• [Objective 1] In the passage on belonging below, communities are described as forming as sites of several kinds. List each of those kinds.

We propose the additional keyword, belonging, to invite examinations of the practices by which communities are formed-as sites of political engagement cultural production, and social transformation, from the local to the global. The concept of belonging enables projects that examine formulations of nationalism, as well as those imagined communities that function as alternatives to the modern nation-state, or which simply exist alongside and across its borders. The concept of belonging is crucial for the conference theme because it invites work on religion, which has been integral to the formation of communities, and on media and technology, which have variously transformed the conceptual possibilities and modalities through which belonging is enacted. We welcome inquiry into the full range of media, from the role of print and popular culture since the early Republic, to the rise of "new media," including cable television and the internet, in the construction of new ways of belonging. The term also opens up questions about the construction of family and gender, as well as examinations of foreign policy, transnational organizations, and globalization. As with the other keywords of the theme, we envision the most expansive approach to issues of belonging. That includes us, as American Studies scholars and practitioners. The conference offers an opportunity to consider the theoretical models that scholars in our interdiscipline have drawn on to constitute our intellectual communities, and to assess the success of those models in bridging the many (and growing) subfields and disciplines within American Studies. What models, what types of questions, and which intellectual practices are appropriate to an engaged American Studies that is interested in furthering sustainable practices and states committed to upholding human rights?

• [Objective 2] Show every line of the entries that contains the string "dark", matching case exactly.

Dataset rows
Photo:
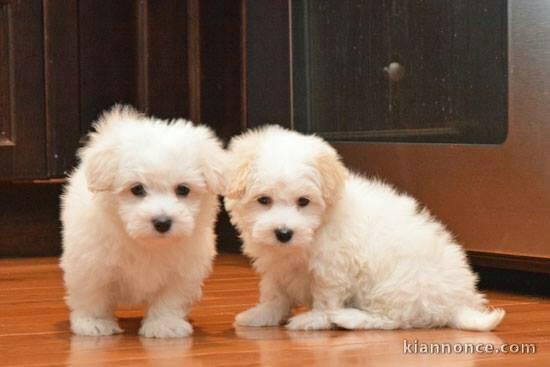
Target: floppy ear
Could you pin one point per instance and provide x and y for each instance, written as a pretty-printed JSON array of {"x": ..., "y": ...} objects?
[
  {"x": 100, "y": 165},
  {"x": 333, "y": 174},
  {"x": 214, "y": 161}
]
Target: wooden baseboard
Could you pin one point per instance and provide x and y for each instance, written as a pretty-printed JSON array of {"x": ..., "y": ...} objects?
[{"x": 504, "y": 261}]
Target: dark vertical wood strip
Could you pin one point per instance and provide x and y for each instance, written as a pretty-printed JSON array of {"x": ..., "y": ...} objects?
[
  {"x": 5, "y": 110},
  {"x": 143, "y": 55},
  {"x": 220, "y": 84},
  {"x": 194, "y": 59},
  {"x": 28, "y": 156},
  {"x": 268, "y": 62},
  {"x": 167, "y": 63},
  {"x": 108, "y": 56},
  {"x": 244, "y": 73},
  {"x": 61, "y": 84}
]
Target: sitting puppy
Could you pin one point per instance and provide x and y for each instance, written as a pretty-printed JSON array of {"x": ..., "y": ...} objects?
[
  {"x": 359, "y": 253},
  {"x": 138, "y": 219}
]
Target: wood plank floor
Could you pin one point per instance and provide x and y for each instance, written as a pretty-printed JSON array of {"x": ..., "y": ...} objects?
[{"x": 34, "y": 330}]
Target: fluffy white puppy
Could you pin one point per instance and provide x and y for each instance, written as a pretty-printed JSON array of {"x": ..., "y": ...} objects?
[
  {"x": 138, "y": 219},
  {"x": 359, "y": 253}
]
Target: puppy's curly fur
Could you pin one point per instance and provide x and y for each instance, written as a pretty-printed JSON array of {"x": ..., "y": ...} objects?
[
  {"x": 360, "y": 254},
  {"x": 138, "y": 215}
]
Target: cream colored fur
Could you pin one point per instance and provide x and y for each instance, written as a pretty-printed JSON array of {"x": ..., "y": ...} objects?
[
  {"x": 362, "y": 256},
  {"x": 111, "y": 252}
]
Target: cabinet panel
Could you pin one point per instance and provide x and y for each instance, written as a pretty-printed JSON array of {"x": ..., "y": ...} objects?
[
  {"x": 22, "y": 120},
  {"x": 407, "y": 71}
]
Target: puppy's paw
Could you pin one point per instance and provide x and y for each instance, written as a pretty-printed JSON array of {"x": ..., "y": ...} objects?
[
  {"x": 312, "y": 320},
  {"x": 165, "y": 327},
  {"x": 260, "y": 315},
  {"x": 91, "y": 326}
]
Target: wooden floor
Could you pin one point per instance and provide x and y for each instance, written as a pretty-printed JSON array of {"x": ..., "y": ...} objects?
[{"x": 34, "y": 330}]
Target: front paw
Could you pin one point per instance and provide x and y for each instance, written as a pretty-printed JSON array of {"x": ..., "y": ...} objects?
[
  {"x": 165, "y": 327},
  {"x": 260, "y": 315},
  {"x": 312, "y": 320},
  {"x": 93, "y": 326}
]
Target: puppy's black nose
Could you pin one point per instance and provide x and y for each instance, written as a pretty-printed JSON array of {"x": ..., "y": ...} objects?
[
  {"x": 283, "y": 234},
  {"x": 162, "y": 224}
]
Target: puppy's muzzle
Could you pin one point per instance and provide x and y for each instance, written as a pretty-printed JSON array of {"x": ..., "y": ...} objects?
[
  {"x": 162, "y": 224},
  {"x": 283, "y": 234}
]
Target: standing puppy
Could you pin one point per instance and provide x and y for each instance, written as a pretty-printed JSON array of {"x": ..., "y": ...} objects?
[
  {"x": 138, "y": 219},
  {"x": 359, "y": 253}
]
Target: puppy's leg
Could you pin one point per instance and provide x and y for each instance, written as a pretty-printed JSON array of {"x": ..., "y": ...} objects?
[
  {"x": 274, "y": 306},
  {"x": 92, "y": 311},
  {"x": 327, "y": 297},
  {"x": 165, "y": 317}
]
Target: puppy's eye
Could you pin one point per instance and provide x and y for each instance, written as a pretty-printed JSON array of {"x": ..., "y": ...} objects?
[
  {"x": 302, "y": 201},
  {"x": 182, "y": 190},
  {"x": 264, "y": 200},
  {"x": 138, "y": 190}
]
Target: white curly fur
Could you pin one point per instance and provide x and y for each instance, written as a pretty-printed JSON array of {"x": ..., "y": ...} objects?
[
  {"x": 112, "y": 253},
  {"x": 363, "y": 256}
]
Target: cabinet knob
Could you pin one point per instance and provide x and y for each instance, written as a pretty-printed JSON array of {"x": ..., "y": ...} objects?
[{"x": 395, "y": 71}]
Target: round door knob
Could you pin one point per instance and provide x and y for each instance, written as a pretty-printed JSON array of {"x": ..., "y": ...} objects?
[{"x": 395, "y": 71}]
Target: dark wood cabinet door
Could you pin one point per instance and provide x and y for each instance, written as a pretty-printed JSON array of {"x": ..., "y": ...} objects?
[
  {"x": 22, "y": 111},
  {"x": 409, "y": 71},
  {"x": 480, "y": 68}
]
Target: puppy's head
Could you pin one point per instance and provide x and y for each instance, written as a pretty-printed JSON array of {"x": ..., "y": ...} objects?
[
  {"x": 157, "y": 176},
  {"x": 281, "y": 185}
]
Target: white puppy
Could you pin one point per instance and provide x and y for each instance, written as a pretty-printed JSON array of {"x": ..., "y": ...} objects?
[
  {"x": 359, "y": 253},
  {"x": 138, "y": 219}
]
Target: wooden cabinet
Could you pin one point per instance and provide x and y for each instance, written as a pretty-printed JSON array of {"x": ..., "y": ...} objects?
[
  {"x": 23, "y": 133},
  {"x": 408, "y": 71},
  {"x": 64, "y": 61},
  {"x": 479, "y": 68}
]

• [Correct response 1]
- Political engagement
- Cultural production
- Social transformation

• [Correct response 2]
Target: dark vertical wood strip
Target: dark wood cabinet door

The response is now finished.